Wherever "woman" appears in a line of the listing, that line should be returned.
──────
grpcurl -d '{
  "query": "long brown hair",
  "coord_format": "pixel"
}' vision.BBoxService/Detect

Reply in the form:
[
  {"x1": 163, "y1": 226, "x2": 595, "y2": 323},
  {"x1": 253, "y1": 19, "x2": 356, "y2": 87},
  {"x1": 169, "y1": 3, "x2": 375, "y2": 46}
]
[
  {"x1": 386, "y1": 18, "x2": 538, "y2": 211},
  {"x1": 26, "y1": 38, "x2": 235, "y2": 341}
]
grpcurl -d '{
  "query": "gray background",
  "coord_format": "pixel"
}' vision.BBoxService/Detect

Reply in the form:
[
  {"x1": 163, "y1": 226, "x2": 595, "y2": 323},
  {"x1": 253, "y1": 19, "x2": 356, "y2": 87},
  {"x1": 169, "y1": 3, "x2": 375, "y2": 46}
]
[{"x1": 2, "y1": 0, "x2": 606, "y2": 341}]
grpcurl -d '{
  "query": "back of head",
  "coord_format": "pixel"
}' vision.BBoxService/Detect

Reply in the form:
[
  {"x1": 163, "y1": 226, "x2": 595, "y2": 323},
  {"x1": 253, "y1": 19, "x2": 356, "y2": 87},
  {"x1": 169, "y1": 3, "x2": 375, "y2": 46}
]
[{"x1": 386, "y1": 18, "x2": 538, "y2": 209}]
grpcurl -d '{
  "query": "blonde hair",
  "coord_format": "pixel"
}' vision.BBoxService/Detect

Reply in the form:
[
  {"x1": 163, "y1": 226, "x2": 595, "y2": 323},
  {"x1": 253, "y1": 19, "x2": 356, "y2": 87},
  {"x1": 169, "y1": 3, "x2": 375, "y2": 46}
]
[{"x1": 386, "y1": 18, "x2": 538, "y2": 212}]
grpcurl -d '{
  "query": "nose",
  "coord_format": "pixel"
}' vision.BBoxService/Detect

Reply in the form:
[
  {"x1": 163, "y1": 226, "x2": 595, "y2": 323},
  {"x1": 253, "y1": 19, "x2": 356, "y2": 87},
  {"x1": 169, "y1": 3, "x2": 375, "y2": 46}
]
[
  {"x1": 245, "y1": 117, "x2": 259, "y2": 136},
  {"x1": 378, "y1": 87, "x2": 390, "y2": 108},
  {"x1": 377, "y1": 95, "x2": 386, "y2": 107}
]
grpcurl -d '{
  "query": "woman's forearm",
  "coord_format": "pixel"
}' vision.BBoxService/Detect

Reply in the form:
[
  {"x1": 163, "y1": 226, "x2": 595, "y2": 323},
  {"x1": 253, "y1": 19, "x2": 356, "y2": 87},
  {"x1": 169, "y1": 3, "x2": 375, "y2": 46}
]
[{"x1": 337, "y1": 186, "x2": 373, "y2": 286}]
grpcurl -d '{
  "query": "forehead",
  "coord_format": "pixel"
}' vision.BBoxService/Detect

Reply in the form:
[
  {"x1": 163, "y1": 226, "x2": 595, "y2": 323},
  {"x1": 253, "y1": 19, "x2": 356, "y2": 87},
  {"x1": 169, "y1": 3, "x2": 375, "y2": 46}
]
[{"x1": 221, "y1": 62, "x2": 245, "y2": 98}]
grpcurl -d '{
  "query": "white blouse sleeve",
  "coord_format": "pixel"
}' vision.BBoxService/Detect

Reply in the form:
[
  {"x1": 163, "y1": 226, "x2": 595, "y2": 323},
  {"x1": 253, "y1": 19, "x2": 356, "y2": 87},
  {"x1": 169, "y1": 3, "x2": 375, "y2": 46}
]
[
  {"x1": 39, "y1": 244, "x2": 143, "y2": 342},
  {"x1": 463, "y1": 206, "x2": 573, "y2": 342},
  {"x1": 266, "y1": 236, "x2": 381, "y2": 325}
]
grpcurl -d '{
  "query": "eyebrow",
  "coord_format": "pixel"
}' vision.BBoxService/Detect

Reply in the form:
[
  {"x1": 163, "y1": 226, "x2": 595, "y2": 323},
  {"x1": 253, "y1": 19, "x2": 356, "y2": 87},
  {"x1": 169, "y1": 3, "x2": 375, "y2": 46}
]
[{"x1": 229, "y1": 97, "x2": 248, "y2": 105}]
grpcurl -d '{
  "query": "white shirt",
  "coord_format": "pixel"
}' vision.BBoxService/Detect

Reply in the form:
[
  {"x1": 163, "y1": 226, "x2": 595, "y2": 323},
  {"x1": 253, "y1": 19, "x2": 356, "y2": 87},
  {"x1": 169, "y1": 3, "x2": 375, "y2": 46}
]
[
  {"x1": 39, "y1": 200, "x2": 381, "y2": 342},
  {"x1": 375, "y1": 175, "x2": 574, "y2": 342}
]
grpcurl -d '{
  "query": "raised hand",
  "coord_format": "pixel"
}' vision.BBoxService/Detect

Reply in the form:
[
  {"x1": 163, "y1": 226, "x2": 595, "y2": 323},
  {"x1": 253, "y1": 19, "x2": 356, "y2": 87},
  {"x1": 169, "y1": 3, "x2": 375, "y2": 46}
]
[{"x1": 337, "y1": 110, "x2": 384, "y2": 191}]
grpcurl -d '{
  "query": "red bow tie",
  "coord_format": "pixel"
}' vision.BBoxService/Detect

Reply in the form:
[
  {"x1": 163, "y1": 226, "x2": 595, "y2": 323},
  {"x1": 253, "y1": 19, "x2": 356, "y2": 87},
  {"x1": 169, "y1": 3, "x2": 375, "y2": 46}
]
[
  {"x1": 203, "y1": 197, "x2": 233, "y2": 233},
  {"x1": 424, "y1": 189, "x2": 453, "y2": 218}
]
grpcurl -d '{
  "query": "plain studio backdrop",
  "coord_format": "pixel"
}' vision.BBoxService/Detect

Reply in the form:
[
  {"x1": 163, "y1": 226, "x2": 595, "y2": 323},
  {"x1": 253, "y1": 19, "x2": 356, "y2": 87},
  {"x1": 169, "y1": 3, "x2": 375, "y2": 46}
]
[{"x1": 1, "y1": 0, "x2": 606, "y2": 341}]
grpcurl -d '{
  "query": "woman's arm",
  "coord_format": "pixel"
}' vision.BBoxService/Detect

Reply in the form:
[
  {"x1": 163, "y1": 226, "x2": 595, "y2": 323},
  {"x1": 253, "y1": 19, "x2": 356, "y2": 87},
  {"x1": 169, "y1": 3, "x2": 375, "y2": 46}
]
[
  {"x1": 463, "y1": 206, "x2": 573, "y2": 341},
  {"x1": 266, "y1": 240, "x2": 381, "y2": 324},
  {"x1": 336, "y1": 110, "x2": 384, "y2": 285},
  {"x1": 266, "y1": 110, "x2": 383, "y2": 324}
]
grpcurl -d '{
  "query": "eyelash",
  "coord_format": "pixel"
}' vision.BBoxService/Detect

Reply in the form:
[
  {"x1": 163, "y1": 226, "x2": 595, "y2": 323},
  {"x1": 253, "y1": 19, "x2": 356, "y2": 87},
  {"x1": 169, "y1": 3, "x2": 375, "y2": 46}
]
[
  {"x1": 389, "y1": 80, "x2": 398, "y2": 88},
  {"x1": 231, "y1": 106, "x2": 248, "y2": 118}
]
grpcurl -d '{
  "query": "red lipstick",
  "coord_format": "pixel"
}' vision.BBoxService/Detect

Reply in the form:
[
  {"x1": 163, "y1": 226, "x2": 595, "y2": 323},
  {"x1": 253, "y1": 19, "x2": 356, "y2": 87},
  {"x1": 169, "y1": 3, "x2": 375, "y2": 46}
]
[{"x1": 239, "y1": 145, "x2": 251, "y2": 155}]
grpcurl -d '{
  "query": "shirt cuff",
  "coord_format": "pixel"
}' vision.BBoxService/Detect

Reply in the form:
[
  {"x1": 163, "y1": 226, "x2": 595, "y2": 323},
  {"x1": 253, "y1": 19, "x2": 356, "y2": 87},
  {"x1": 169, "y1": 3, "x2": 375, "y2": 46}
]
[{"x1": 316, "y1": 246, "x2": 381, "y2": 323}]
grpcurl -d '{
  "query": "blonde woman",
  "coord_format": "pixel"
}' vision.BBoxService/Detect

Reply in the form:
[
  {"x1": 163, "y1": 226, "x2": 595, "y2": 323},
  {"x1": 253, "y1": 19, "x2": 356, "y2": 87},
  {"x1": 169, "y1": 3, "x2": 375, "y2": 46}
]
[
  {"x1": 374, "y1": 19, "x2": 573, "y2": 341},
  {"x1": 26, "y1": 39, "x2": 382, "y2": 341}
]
──────
*Response box*.
  "query": "woman's forearm",
  "query": "woman's arm",
  "query": "blonde woman",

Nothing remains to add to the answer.